▸ Exercise text:
↓
Funky haskell lazy list implicit recursion

Answer 1

You are correct as to why it hangs--you've created a circular dependency that it can't resolve. Computing the current element requires a later element that can't be computed until the current one is computed, blah blah, around in circles we go.

As for why it doesn't produce an exception, try compiling it instead of running it in GHCi:

$ ghc --make Loop.hs
$ ./Loop.exe
Loop.exe: <<loop>>

I'm assuming this is a NonTermination exception. Pff, Halting Problem? Ha.

Not everything works the way you'd like or expect it to when done in GHCi. If something seems odd, try compiling a small example and see if it makes more sense that way. GHCi using different rules for type defaulting trips me up sometimes, for instance.

Answer 2

"Doesn't exist yet" is not quite right. We try not to think about when values are exist — denotational programming is about eternal unchanging values and equations.

More concretely, this code is fine:

Prelude> let x = [(x !! 1) + 1, 3] in x
[4,3]

You might expect that x !! 1 doesn't exist yet. But here's how an implementation like GHC works.

When building the list f, it constructs an in-memory object (a "thunk") to represent the expression (x !! 1) + 1. No evaluation of x has occurred yet. It wraps a pointer to this thunk, plus a pointer to 3, into a linked list and hands it off to GHCi's implicit show.
↑
▸ Task list:
1. Answer these from the Haskell thread:
(a) What does the compiled Loop.exe print when it runs?
(b) What result does the interpreter show for let x = [(x !! 1) + 1, 3] in x?
(c) What is the in-memory object that stands for the expression (x !! 1) + 1 called?
2. List every command the Haskell thread shows being typed at a prompt, either after "$" or after "Prelude>".
3. Write the next part of the Haskell lazy list thread, picking up right after its last sentence.

▸ Material shown:
↓
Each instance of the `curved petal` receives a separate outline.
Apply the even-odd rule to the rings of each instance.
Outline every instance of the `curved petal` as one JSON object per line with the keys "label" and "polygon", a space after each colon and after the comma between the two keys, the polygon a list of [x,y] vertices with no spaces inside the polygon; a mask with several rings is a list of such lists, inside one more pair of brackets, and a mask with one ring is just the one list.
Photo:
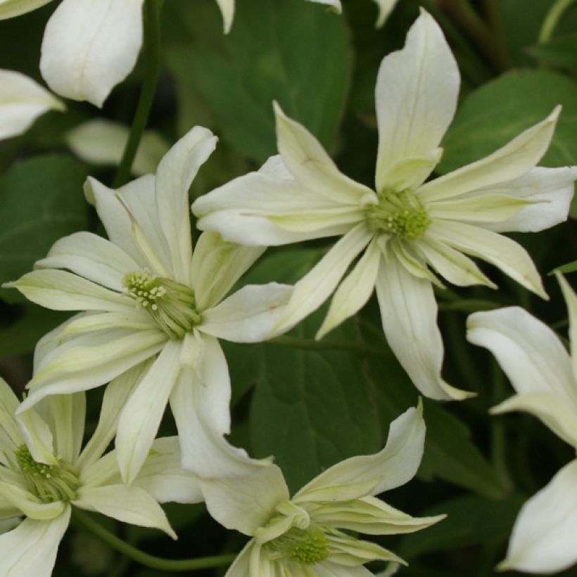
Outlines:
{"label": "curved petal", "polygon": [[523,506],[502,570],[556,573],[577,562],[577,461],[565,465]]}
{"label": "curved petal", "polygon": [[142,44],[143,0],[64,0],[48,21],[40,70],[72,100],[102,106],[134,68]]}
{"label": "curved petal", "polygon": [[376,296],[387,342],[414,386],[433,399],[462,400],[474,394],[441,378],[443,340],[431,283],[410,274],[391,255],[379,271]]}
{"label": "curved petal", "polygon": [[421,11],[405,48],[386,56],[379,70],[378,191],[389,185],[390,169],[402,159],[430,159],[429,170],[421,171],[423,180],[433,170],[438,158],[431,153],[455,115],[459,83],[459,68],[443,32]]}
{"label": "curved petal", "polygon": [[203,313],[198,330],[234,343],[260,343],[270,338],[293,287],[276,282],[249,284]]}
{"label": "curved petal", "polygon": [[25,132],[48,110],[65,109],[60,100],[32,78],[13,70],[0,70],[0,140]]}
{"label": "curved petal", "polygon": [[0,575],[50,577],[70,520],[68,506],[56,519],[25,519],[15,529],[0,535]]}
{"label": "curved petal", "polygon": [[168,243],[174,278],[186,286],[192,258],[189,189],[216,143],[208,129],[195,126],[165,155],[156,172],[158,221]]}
↑
▸ Answers by task:
1.
(a) Loop.exe: <<loop>>
(b) [4,3]
(c) A "thunk"

2.
ghc --make Loop.hs
./Loop.exe
let x = [(x !! 1) + 1, 3] in x

3.
Now, the show instance for lists has to show the elements one by one. show will demand ("force") the evaluation of the thunk for (x !! 1) + 1, which causes that code to be "entered". By the definition of (+), forcing (x !! 1) + 1 forces x !! 1, which in turn forces two things:

• the spine of the list (its cons cells) through the second cell, and
• the value of the second element (the "car" of the second cell, in Lisp terms), because (+) wants to operate on that value.

And the second value is present by now — it's 3. If it were another thunk we'd force that, and so on. See this blog post for an interesting view on self-referential containers.

Now, how does the compiled GHC code detect an infinite loop in your other example? When we enter a thunk, we need to remember to come back later and overwrite it with the final value. This is what's meant specifically by "lazy evaluation" as opposed to "non-strict semantics", and it prevents us from duplicating work.

Anyway, as an optimization when entering a thunk, GHC's runtime will first overwrite it with another object called a "blackhole". We'll come back later and overwrite the blackhole with the final value. But what happens if we enter a blackhole before doing so? That means that evaluating x requires first evaluating x, an unresolvable loop. So entering a blackhole throws an exception.

Answer 3

In this case, a picture may tell a thousand words.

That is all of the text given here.